• _Activity 1_
From the bone marrow toxicity abstract, copy the passage between "In summary, we" and "compare to competitors.", inclusive.
• _Activity 2_
List every abbreviation that the bone marrow toxicity abstract spells out in parentheses, along with its full form.
• _Activity 3_
According to the bone marrow toxicity abstract, how many days were the CD34+ BM HSCs cultured in the BM ATP assay?

• _Reading passage_
────────────────
Evaluation of an Improved Throughput in-vitro Bone Marrow Toxicity Assay and its Application in Enabling Early Stage Discovery Safety.

The colony forming unit (CFU) assay is considered the gold standard in the in-vitro assessment of potential toxicity of drug candidates on bone marrow (BM) hematopoietic stem cells (HSCs) (ESAC 2006). In the CFU assay, compound-treated rat or human HSCs are cultured in a methylcellulose differentiation medium enabling cell proliferation and differentiation over a 10-14 day period, at which point CFUs are scored manually; thus the CFU assay is both time consuming and labour intensive and does not readily lend itself to a high-throughput system or application during the earlier stages of drug discovery. The aim of the present work was to evaluate, in comparison to the gold standard CFU assay, the application of a higher throughput BM toxicity assay that utilises a liquid differentiation medium and a proliferation endpoint (as measured by adenosine triphosphate (ATP) quantification). We also demonstrate the application of this higher throughput assay in enabling early stage drug discovery safety assessment.

Twenty-three in-house compounds, plus a positive control (5-Fluorouracil), were evaluated in the both the BM CFU assay and the BM ATP endpoint assay. For the CFU assay, CD34+ BM HSCs were cultured in compound-dosed MethoCultTM medium for 10 (rat) or 14 (human) days, followed by CFU enumeration and calculation of the IC50. For the BM ATP assay, CD34+ BM HSCs were cultured in compound-dosed HemoGenixTM erythroid or myeloid linage differentiation medium, for 5 days (rat and human), followed by ATP quantification of cell number (CellTiter-Glo®, PromegaTM) and calculation of the IC50. As a demonstration of the application of the BM ATP assay in enabling early stage discovery safety, the assay was used to evaluate whether the human BM toxicity of an in-house lead compound AZ-X (and its clinical competitors CC1 and CC2) was due to on- or off-target activity and also to assess the relative toxicity of the compounds.

Using Pearson correlation, a plot comparing the CFU-derived IC50 and the BM ATP-derived IC50 data from all 24 compounds revealed a significant correlation between the data from the two assay formats (r2 = 0.85). Comparison of potency at the AZ-X, CC1 and CC2 primary target and IC50s from the BM ATP assay suggested that observed BM toxicity was a result of activity at the primary target. Additionally, the BM ATP assay demonstrated that the in-house compound AZX was no more toxic than the competitors.

In summary, we have demonstrated that the BM ATP assay is an excellent candidate as an improved throughput, quicker turnaround, less labour intensive and less costly alternative to the CFU assay. Critically, we have also shown that the BM ATP assay readily enables early stage discovery safety, using an example determining the on- or off-target pharmacological nature of compound-induced toxicity and how in-house compounds compare to competitors.
────────────────
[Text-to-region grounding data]
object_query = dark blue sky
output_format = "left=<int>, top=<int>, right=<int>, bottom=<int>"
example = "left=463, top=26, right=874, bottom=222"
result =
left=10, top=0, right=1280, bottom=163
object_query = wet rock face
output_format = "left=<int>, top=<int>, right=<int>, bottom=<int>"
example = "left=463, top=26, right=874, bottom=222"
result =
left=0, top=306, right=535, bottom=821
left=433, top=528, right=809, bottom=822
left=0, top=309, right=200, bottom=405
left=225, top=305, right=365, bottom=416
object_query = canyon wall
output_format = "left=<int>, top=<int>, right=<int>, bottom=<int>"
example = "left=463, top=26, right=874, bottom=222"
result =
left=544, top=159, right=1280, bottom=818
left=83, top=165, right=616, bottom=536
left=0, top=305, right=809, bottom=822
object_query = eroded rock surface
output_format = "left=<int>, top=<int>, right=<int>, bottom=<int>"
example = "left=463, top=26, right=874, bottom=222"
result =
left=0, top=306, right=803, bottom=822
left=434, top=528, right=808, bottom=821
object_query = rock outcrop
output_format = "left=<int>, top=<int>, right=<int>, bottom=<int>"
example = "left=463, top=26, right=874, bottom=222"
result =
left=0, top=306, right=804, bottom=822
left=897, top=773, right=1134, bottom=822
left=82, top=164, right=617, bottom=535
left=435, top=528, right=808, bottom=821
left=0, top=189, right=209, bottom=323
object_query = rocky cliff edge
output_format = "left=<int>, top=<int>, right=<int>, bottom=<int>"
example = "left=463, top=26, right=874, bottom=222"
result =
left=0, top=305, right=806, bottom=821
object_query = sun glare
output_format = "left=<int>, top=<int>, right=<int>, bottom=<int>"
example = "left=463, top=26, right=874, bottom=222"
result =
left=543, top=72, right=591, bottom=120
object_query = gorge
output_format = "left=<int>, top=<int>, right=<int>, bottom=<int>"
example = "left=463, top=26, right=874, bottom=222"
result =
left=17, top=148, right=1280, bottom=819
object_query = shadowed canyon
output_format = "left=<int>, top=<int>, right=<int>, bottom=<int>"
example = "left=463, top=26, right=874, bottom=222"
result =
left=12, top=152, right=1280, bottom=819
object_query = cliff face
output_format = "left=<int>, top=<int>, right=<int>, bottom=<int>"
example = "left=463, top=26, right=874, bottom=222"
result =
────────────────
• _Your response 1_
In summary, we have demonstrated that the BM ATP assay is an excellent candidate as an improved throughput, quicker turnaround, less labour intensive and less costly alternative to the CFU assay. Critically, we have also shown that the BM ATP assay readily enables early stage discovery safety, using an example determining the on- or off-target pharmacological nature of compound-induced toxicity and how in-house compounds compare to competitors.

• _Your response 2_
CFU: colony forming unit
BM: bone marrow
HSCs: hematopoietic stem cells
ATP: adenosine triphosphate

• _Your response 3_
Five days, for both rat and human cells.